# Set task
Retype the complete listing exactly as it appears.

(Mask labeling examples)
****************************************
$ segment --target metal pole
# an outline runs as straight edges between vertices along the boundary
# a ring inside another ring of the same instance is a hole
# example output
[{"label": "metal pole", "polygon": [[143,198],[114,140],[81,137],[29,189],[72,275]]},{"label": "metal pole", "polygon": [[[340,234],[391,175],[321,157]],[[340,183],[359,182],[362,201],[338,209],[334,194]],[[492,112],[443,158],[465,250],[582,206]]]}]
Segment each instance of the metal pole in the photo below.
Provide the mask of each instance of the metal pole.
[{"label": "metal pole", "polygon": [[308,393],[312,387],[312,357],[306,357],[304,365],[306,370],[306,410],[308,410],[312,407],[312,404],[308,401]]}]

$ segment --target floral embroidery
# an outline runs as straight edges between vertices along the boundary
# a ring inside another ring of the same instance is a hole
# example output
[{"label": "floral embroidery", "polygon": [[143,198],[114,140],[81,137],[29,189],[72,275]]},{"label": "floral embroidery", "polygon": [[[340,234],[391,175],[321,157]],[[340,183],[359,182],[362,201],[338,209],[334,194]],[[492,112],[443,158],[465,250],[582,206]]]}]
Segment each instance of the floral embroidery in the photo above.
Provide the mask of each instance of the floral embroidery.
****************************************
# Solution for this exercise
$ segment --target metal pole
# an outline runs as straight edges between vertices along the boundary
# a ring inside another ring of the same instance is a hole
# example output
[{"label": "metal pole", "polygon": [[143,198],[114,140],[81,137],[29,189],[72,275]]},{"label": "metal pole", "polygon": [[[340,234],[391,175],[321,157]],[[340,183],[359,182],[362,201],[338,209],[334,194]],[[492,112],[443,158],[465,250],[582,206]]]}]
Segment each instance of the metal pole in the photo below.
Provide the mask of each instance of the metal pole.
[{"label": "metal pole", "polygon": [[308,393],[312,387],[312,357],[306,357],[304,365],[306,370],[306,410],[308,410],[312,407],[312,404],[308,401]]}]

$ segment --target floral embroidery
# an outline runs as straight edges between vertices along the boundary
# a ring inside another ring of the same instance is a hole
# example output
[{"label": "floral embroidery", "polygon": [[143,198],[114,140],[81,137],[29,189],[72,275]]},{"label": "floral embroidery", "polygon": [[[340,234],[391,175],[321,157]],[[340,183],[359,182],[362,201],[338,209],[334,194]],[[492,112],[443,158],[465,250],[582,206]]]}]
Segment each instance of the floral embroidery in the photo above.
Provide the mask of each instance of the floral embroidery.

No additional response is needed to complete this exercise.